## Set task
Repeat every line of the material below word for word, in the same order.

━━ Input records

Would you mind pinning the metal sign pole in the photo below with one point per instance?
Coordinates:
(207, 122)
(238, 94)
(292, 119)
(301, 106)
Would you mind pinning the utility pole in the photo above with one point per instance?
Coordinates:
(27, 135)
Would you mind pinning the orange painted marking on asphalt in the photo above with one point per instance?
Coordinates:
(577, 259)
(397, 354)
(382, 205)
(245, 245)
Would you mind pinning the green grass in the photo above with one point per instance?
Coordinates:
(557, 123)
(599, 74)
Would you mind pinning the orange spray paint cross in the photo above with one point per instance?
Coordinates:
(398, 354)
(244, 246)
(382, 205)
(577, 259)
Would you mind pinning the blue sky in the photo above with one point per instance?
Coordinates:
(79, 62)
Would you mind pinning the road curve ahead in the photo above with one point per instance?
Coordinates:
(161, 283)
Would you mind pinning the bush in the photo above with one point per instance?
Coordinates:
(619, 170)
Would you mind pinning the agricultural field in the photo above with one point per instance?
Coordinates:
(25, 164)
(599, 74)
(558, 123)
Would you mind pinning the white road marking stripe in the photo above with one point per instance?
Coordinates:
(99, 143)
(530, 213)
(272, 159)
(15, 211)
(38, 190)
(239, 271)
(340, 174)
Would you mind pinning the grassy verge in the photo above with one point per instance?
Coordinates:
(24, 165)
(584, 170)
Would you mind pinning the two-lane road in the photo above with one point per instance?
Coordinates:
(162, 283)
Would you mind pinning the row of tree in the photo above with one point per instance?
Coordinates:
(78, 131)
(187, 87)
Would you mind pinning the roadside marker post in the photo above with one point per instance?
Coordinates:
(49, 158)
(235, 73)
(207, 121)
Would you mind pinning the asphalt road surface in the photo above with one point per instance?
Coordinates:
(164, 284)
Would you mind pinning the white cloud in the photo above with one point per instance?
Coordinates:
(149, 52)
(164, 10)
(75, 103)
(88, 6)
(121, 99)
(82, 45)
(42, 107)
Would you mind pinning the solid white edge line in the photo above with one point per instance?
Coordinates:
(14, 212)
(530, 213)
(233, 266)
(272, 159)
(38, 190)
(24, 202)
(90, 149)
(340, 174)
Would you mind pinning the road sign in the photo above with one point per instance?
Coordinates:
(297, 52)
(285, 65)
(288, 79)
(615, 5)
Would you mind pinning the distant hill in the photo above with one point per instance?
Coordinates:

━━━━

## Response to this task
Would you mind pinning the metal sign pole in the photo below with one point per instance?
Coordinates:
(207, 122)
(238, 94)
(292, 119)
(301, 106)
Would you mind pinning the utility pole in the photo above with one point per instance?
Coordinates:
(27, 135)
Would you mind pinning the orange painted marking on asphalt in the photo above with one point per instance?
Coordinates:
(577, 259)
(397, 354)
(382, 205)
(245, 245)
Would you mind pinning the green grass in the photo above with one point per instance?
Coordinates:
(557, 123)
(599, 74)
Would you mind pinning the orange spray paint cross in the photo above with one point per instance?
Coordinates:
(398, 354)
(244, 246)
(382, 205)
(577, 259)
Would you mind pinning the blue sky in the photo above with one point per instance?
Coordinates:
(79, 62)
Would you mind pinning the road curve ahead in the photo above with one point per instance?
Coordinates:
(161, 283)
Would you mind pinning the bush in the photo above with one point per instance?
Coordinates:
(619, 170)
Would you mind pinning the agricultural field in the photo above with one point per instance?
Coordinates:
(25, 164)
(599, 74)
(558, 123)
Would you mind pinning the white road marking stripe in the photo above with one point per instance?
Coordinates:
(99, 143)
(530, 213)
(272, 159)
(15, 211)
(38, 190)
(239, 271)
(340, 174)
Would you mind pinning the grassy verge in the photo above with one point per instance?
Coordinates:
(24, 165)
(584, 170)
Would you mind pinning the two-lane road in the photo above with one point per instance?
Coordinates:
(162, 283)
Would you mind pinning the row of tree in the photo above with one point per instance?
Coordinates:
(78, 131)
(187, 87)
Would you mind pinning the roadside marker post in the photo above with one point per instance?
Coordinates:
(49, 158)
(235, 73)
(207, 121)
Would you mind pinning the asphalt road surface in the photo above with one point per instance?
Coordinates:
(164, 284)
Would you mind pinning the white cloud in the photo above with one point per instance?
Coordinates:
(149, 52)
(164, 10)
(75, 103)
(88, 6)
(121, 99)
(82, 45)
(42, 107)
Would you mind pinning the solid white edge line in the photo above with one point per instance?
Coordinates:
(14, 212)
(530, 213)
(233, 266)
(272, 159)
(38, 190)
(24, 202)
(90, 149)
(340, 174)
Would you mind pinning the road sign in the photo above with one point per instance?
Coordinates:
(297, 52)
(285, 65)
(288, 79)
(615, 5)
Would you mind pinning the distant hill in the photo above with one point per instance?
Coordinates:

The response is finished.